Items from a dataset:
═══

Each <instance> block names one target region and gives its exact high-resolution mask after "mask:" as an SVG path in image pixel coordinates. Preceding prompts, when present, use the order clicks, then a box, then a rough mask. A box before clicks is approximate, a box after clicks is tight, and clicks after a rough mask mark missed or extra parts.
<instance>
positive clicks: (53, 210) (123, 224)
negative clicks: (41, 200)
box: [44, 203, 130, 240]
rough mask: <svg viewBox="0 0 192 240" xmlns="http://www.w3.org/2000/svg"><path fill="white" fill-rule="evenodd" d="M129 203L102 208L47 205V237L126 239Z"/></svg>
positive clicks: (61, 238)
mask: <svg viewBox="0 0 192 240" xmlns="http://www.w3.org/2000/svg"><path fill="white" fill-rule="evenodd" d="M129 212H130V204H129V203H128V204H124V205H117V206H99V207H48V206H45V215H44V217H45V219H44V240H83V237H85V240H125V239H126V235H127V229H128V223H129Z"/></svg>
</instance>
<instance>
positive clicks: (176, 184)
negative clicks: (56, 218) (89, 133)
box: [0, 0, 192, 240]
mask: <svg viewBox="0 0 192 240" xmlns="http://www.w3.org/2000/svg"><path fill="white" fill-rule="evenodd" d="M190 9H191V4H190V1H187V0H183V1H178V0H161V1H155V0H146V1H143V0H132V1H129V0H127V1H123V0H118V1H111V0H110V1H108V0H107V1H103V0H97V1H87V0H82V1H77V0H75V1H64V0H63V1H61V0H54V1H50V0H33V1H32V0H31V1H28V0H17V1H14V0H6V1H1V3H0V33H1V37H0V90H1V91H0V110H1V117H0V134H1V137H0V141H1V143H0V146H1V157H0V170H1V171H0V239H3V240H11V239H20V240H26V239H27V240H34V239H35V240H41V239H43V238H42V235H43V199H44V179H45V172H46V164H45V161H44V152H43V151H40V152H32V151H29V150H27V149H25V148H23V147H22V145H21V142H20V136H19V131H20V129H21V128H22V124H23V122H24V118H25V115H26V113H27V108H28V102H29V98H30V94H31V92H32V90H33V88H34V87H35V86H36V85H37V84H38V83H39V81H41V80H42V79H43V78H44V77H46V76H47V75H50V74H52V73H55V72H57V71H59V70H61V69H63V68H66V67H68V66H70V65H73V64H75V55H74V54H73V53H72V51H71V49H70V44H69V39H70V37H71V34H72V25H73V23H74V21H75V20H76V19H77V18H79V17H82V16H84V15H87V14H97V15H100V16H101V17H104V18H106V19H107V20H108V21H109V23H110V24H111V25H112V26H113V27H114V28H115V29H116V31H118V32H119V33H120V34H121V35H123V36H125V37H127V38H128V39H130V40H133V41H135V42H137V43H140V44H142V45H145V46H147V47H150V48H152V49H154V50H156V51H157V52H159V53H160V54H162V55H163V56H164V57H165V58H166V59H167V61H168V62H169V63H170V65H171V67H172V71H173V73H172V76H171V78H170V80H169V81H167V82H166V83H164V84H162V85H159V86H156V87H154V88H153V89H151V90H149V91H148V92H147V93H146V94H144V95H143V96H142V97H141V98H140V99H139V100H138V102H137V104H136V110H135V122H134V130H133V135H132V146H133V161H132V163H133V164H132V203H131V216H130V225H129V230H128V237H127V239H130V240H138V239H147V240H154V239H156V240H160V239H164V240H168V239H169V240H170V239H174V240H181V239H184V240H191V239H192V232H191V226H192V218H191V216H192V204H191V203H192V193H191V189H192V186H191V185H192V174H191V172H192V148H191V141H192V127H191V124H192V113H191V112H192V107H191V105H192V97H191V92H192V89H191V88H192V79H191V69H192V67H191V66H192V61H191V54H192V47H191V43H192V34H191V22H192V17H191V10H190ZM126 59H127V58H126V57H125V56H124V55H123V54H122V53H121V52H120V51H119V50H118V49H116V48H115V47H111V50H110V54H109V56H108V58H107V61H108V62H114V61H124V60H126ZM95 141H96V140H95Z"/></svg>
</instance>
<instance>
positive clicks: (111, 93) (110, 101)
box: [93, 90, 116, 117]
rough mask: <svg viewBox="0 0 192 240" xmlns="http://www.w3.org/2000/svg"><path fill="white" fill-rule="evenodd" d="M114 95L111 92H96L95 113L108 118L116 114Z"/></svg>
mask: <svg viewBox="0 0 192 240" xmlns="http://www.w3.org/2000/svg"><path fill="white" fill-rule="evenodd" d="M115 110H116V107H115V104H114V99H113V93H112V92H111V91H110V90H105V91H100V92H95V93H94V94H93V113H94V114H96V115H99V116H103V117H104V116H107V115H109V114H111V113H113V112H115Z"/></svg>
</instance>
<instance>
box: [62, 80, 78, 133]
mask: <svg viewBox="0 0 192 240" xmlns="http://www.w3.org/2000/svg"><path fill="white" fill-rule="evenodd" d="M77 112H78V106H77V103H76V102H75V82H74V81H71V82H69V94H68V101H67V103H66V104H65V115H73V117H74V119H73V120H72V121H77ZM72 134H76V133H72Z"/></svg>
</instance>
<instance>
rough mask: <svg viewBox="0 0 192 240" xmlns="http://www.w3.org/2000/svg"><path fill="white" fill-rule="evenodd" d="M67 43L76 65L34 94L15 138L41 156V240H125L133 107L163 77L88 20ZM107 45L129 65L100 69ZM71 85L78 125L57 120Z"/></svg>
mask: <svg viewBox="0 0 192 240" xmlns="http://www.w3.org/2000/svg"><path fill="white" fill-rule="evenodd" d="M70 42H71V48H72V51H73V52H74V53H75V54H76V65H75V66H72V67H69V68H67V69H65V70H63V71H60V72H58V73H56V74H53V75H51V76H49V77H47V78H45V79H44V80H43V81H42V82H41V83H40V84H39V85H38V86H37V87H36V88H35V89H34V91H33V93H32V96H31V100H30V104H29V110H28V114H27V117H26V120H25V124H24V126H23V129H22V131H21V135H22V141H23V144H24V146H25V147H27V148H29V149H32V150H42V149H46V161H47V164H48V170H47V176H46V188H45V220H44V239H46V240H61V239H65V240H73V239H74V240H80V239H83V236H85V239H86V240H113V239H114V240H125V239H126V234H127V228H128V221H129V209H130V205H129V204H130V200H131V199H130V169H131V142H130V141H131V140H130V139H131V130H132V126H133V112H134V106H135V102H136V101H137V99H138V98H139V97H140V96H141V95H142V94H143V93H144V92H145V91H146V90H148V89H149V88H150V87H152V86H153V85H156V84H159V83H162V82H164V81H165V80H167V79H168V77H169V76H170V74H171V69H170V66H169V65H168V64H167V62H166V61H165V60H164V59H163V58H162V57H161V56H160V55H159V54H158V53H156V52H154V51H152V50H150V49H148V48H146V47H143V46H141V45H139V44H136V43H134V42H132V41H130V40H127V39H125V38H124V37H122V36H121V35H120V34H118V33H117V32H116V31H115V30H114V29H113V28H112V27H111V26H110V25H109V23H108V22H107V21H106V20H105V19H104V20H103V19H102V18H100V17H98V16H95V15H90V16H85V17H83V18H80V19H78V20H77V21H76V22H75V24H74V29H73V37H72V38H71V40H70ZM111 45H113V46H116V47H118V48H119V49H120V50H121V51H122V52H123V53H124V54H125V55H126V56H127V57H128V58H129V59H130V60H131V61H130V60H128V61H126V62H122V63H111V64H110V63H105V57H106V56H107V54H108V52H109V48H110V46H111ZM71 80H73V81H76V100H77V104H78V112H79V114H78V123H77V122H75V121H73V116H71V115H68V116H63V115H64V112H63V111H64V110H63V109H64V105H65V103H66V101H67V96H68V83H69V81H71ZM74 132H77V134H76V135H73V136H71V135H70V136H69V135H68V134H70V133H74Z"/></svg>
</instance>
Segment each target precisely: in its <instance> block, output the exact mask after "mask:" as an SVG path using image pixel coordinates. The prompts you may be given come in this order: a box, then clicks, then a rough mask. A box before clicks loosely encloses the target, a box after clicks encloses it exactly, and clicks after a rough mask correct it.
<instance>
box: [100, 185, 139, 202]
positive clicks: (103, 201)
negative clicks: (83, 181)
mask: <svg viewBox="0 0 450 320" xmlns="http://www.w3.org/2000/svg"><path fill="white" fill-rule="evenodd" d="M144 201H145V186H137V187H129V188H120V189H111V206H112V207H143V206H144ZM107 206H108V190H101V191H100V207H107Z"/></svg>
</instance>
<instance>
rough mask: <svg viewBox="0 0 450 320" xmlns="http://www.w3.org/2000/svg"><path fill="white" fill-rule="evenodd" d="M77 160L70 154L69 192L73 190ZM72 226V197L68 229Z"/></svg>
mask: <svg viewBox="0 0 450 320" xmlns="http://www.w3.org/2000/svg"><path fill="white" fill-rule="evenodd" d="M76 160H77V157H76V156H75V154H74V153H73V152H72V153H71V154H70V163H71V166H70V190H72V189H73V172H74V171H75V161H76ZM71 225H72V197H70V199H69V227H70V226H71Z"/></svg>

═══

Exercise instructions ▸
Please copy out the lines of the material above, from the line containing "203L102 208L47 205V237L126" through the line containing "positive clicks: (61, 238)", including both of those lines.

Answer ▸
rough mask: <svg viewBox="0 0 192 240" xmlns="http://www.w3.org/2000/svg"><path fill="white" fill-rule="evenodd" d="M129 203L102 208L47 205V237L126 239Z"/></svg>
positive clicks: (61, 238)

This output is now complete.